> [Your objective]:
In the records below, swap "Formatted like this sample" for "Use the format of this example" and give the records again with everything else unchanged. Leave the pictures out.

Source data:
◇ ◇ ◇
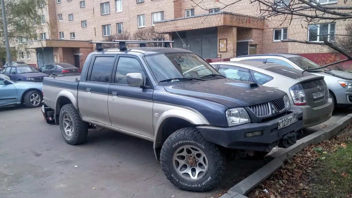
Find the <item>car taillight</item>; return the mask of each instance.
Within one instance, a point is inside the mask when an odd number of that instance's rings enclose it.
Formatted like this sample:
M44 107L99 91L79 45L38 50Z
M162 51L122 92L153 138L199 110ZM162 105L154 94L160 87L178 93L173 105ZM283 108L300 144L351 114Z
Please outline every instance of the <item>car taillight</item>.
M307 104L304 92L301 84L296 84L291 87L289 90L295 105L306 105Z

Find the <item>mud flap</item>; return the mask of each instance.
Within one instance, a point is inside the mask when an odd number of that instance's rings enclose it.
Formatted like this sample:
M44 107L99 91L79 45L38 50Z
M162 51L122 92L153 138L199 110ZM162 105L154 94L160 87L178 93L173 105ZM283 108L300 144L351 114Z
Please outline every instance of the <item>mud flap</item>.
M284 135L279 141L278 146L280 148L288 148L295 144L297 140L296 135L297 134L294 131Z

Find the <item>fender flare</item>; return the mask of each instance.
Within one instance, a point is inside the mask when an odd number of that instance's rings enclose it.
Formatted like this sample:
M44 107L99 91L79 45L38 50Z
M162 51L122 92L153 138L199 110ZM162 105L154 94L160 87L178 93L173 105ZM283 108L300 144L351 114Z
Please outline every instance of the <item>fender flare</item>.
M77 105L77 101L76 99L75 96L73 95L73 94L68 91L62 90L59 92L59 93L57 94L57 96L56 96L56 102L55 105L55 115L58 114L59 114L57 113L58 112L59 113L60 112L60 109L59 108L58 105L60 103L60 101L61 100L60 98L63 97L68 98L71 101L75 108L76 108L76 109L78 109L78 106Z
M153 144L153 148L155 149L157 148L160 147L157 146L156 144L161 140L162 138L162 129L166 120L168 118L172 117L182 119L194 124L209 124L205 117L198 111L193 112L186 109L173 109L167 110L160 115L160 118L156 125Z

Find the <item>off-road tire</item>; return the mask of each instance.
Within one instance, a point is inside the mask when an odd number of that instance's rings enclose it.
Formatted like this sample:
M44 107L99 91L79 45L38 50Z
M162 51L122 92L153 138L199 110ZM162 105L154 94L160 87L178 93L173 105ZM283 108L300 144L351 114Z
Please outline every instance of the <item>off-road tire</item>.
M39 96L39 100L40 102L37 105L33 105L31 103L31 96L33 94L37 94ZM26 107L29 108L35 108L38 107L40 107L43 104L43 102L42 102L43 100L43 96L42 95L42 94L40 94L39 91L34 90L33 91L30 91L27 93L26 93L26 94L24 95L24 96L23 97L23 101L24 102L24 104Z
M191 181L184 179L174 167L175 152L185 145L197 147L204 153L208 159L208 171L205 176L199 180ZM161 149L160 163L168 179L175 186L183 190L195 192L205 192L213 188L224 175L226 165L225 157L215 145L206 140L194 127L178 129L168 138Z
M70 115L73 122L73 132L70 136L66 134L64 128L63 118L66 114ZM60 111L59 123L62 137L67 142L71 145L76 145L86 141L88 134L88 123L81 119L78 110L73 104L68 104L62 107Z

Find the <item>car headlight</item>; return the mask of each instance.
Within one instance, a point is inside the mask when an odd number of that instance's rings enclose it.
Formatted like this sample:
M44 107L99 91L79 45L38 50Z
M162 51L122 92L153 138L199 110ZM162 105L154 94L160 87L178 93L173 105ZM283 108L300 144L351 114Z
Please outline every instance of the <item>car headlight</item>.
M288 97L287 94L286 94L284 96L284 100L285 101L285 105L286 106L286 109L290 109L291 108L291 102L290 102L290 98Z
M251 122L248 114L243 107L229 109L226 110L226 114L229 126L242 124Z
M339 84L345 89L352 89L352 83L346 81L338 81Z

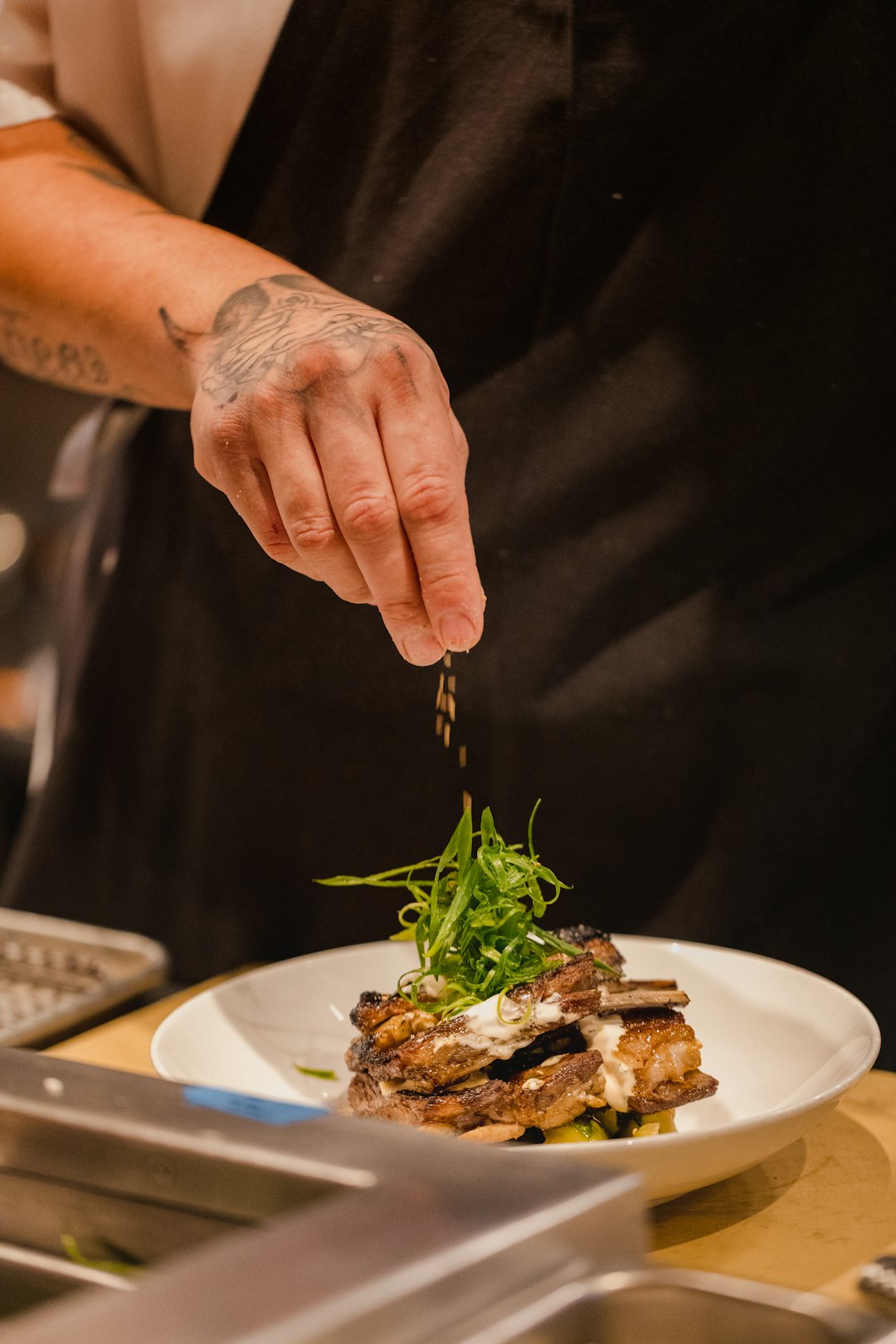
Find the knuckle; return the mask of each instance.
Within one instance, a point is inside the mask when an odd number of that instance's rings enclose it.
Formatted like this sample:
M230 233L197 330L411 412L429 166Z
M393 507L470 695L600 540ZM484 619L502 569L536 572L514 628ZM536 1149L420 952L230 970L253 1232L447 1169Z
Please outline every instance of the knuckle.
M290 517L286 524L289 540L297 551L321 555L339 546L340 536L333 519L325 513L305 513Z
M271 421L282 414L283 403L285 395L281 384L265 379L246 398L244 414L254 421Z
M343 602L351 602L353 606L361 606L364 602L369 602L371 590L367 583L330 583L336 597L341 598Z
M399 509L408 523L443 523L455 507L457 488L438 472L410 477L399 492Z
M215 415L196 439L196 461L231 462L246 454L249 425L244 411Z
M386 495L356 495L343 509L343 532L349 542L376 542L398 527L398 515Z
M258 543L271 560L281 564L296 562L296 547L289 539L289 534L278 517L266 517L258 531Z
M412 597L383 599L377 606L383 621L392 630L420 624L420 603Z
M345 366L343 351L329 341L306 345L293 364L293 379L302 384L325 383L341 375Z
◇ ◇ ◇
> [Solution]:
Find the <item>car taillight</item>; return the mask of each instance.
Within one instance, a point is inside the mask when an odd number of that instance's rings enclose it.
Use the format of this example:
M44 107L99 91L79 45L38 50Z
M162 51L122 92L153 138L199 110ZM162 105L154 94L160 87L178 93L173 105ZM283 108L300 144L351 114Z
Please outline every instance of the <item>car taillight</item>.
M307 104L304 92L301 84L296 84L291 87L289 90L295 105L306 105Z

Find the <item>mud flap</item>; return the mask of each instance.
Within one instance, a point is inside the mask when an odd number of that instance's rings enclose it.
Use the format of this example:
M44 107L99 91L79 45L38 50Z
M162 51L122 92L153 138L199 110ZM162 105L154 94L160 87L178 93L173 105ZM283 108L300 144L351 114Z
Please outline every instance of the <item>mud flap</item>.
M284 135L279 141L278 146L280 148L288 148L295 144L297 140L296 135L297 134L294 131Z

Find the <item>fender flare</item>; return the mask of each instance.
Within one instance, a point is inside the mask when an odd number of that instance's rings enclose it.
Use the format of this example:
M44 107L99 91L79 45L38 50Z
M162 51L122 92L153 138L199 110ZM162 105L154 94L160 87L178 93L173 105ZM283 108L300 144L351 114Z
Please outline every instance of the <item>fender flare</item>.
M77 105L77 101L76 99L75 96L73 95L73 94L68 91L62 90L59 92L59 93L57 94L57 96L56 96L56 102L55 105L55 115L58 114L59 114L57 113L58 112L59 113L60 112L60 109L59 108L58 105L60 103L60 101L61 100L60 98L63 97L68 98L71 101L75 108L76 108L76 109L78 109L78 106Z
M153 144L153 148L155 149L157 148L160 147L157 146L156 144L161 140L162 138L162 129L166 120L168 118L172 117L182 119L194 124L209 124L205 117L198 111L193 112L186 109L173 109L167 110L160 115L160 118L156 125Z

Find the <item>off-road tire</item>; return the mask of each instance.
Within one instance, a point is inside the mask when an odd number of that instance's rings enclose it.
Use the format of this example:
M44 107L99 91L79 45L38 50Z
M162 51L122 92L153 138L199 110ZM162 105L154 94L160 87L178 93L173 105ZM283 108L300 144L351 114Z
Please outline every instance of the <item>off-road tire</item>.
M39 96L39 100L40 102L37 105L33 105L31 103L31 96L33 94L37 94ZM26 107L29 108L35 108L38 107L40 107L43 104L43 102L42 102L43 100L43 96L42 95L42 94L40 94L39 91L34 90L33 91L30 91L27 93L26 93L26 94L24 95L24 96L23 97L23 101L24 102L24 104Z
M191 181L184 179L174 167L175 152L185 145L197 147L204 153L208 159L208 171L205 176L199 180ZM161 149L160 163L168 179L175 186L183 190L195 192L205 192L213 188L224 175L226 165L225 157L215 145L206 140L194 127L178 129L168 138Z
M70 115L73 122L73 132L70 136L66 134L64 128L63 118L66 114ZM60 111L59 123L62 137L67 142L71 145L76 145L86 141L88 134L88 123L81 119L78 110L73 104L68 104L62 107Z

Find the <item>car headlight</item>; return the mask of each instance.
Within one instance, a point is inside the mask when an odd number of that instance's rings enclose it.
Use the format of this example:
M44 107L99 91L79 45L38 50Z
M162 51L122 92L153 138L199 110ZM162 105L154 94L160 87L178 93L173 105ZM283 108L300 144L351 114Z
Please outline every instance of the <item>car headlight</item>.
M288 97L287 94L286 94L284 96L284 100L285 101L285 105L286 106L286 109L290 109L291 108L291 102L290 102L290 98Z
M251 122L248 114L243 107L229 109L226 110L226 114L229 126L242 124Z
M339 84L345 89L352 89L352 83L346 81L338 81Z

Find the knuckle; return the mask of each instance.
Within one instance, a point is inside the mask when an odd number of that instance's rings enclose it.
Use the format of this example:
M230 233L197 330L411 412L429 166Z
M393 507L470 695L600 540ZM484 619L502 569L536 572L514 628ZM536 1149L420 952L230 970L253 1232L447 1169Z
Please outline every instance of the knuckle.
M290 517L286 524L289 540L297 551L321 555L339 546L340 536L333 519L325 513L305 513Z
M271 421L282 414L283 403L285 395L281 384L265 379L246 398L244 414L254 421Z
M343 602L351 602L353 606L361 606L364 602L369 602L371 590L367 583L330 583L336 597L341 598Z
M399 509L408 523L443 523L455 507L457 488L438 472L410 477L399 492Z
M215 415L196 439L196 461L231 462L246 454L249 425L244 411Z
M386 495L356 495L343 509L343 532L349 542L376 542L398 527L398 515Z
M258 543L271 560L281 564L296 562L296 547L289 539L289 534L278 517L266 517L258 531Z
M412 597L383 599L377 606L383 621L392 630L420 624L420 603Z
M345 366L343 351L329 341L306 345L293 364L293 379L302 384L325 383L341 375Z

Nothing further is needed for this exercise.